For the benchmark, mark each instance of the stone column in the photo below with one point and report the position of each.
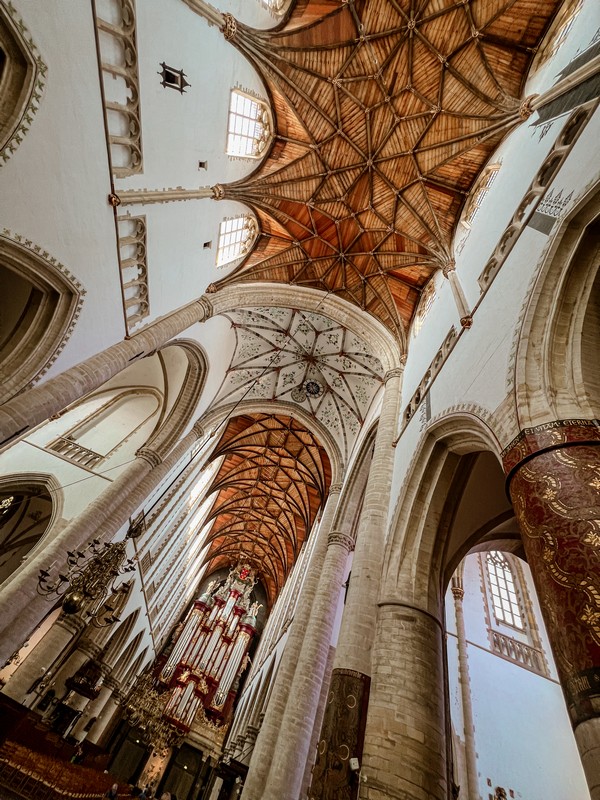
(405, 738)
(289, 759)
(84, 651)
(343, 726)
(109, 709)
(554, 484)
(23, 607)
(458, 594)
(93, 709)
(268, 737)
(46, 653)
(36, 405)
(314, 741)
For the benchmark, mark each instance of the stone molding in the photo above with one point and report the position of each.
(150, 456)
(30, 95)
(124, 32)
(229, 28)
(58, 320)
(340, 539)
(133, 263)
(396, 372)
(549, 436)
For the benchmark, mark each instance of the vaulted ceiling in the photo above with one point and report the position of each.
(386, 111)
(305, 359)
(274, 478)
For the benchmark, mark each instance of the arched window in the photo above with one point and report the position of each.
(236, 236)
(482, 187)
(25, 514)
(425, 303)
(503, 592)
(38, 307)
(558, 32)
(249, 126)
(103, 431)
(21, 80)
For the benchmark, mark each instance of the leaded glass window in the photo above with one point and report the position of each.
(249, 128)
(236, 236)
(504, 595)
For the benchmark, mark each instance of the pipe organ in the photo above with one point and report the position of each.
(211, 651)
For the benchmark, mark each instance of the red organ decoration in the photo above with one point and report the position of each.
(210, 653)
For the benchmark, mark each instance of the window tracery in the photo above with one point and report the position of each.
(427, 297)
(249, 126)
(504, 595)
(482, 187)
(236, 236)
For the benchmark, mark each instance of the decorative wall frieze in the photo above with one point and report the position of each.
(431, 372)
(29, 97)
(119, 61)
(341, 540)
(68, 448)
(537, 191)
(133, 261)
(547, 436)
(36, 264)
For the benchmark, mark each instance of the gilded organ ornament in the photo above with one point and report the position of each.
(211, 652)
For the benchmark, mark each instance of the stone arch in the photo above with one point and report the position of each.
(22, 79)
(556, 374)
(33, 515)
(125, 658)
(214, 419)
(41, 303)
(417, 555)
(116, 643)
(181, 413)
(251, 295)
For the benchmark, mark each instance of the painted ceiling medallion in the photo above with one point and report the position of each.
(387, 111)
(287, 355)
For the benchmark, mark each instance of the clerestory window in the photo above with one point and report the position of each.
(249, 126)
(236, 236)
(502, 584)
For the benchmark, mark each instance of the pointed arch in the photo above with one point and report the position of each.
(22, 80)
(40, 304)
(556, 375)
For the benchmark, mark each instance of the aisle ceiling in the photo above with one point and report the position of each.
(386, 111)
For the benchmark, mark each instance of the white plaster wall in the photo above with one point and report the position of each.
(54, 187)
(180, 130)
(582, 31)
(523, 736)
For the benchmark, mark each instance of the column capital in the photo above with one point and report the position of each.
(198, 430)
(396, 372)
(340, 539)
(458, 592)
(71, 623)
(150, 456)
(548, 436)
(448, 268)
(206, 306)
(526, 107)
(229, 29)
(89, 648)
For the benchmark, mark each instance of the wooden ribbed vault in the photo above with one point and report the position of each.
(386, 111)
(273, 480)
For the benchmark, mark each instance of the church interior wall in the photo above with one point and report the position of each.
(484, 384)
(520, 721)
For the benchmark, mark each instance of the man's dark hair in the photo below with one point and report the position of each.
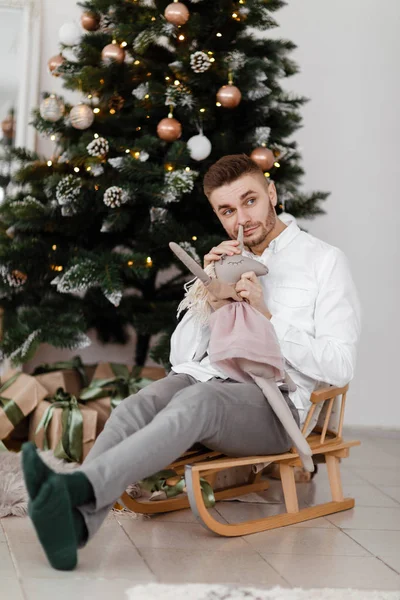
(227, 169)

......

* TO DO
Give the lines from the one containing "For the benchmark, mark each instance of the man's" through the end of the entries as a JSON list of strings, one string per line, with blank lines and the picture left out.

* SOLUTION FOR THIS TASK
[
  "For the benchmark, mark each instance of the man's dark hair in the photo below with one point and report the position of each.",
  "(227, 169)"
]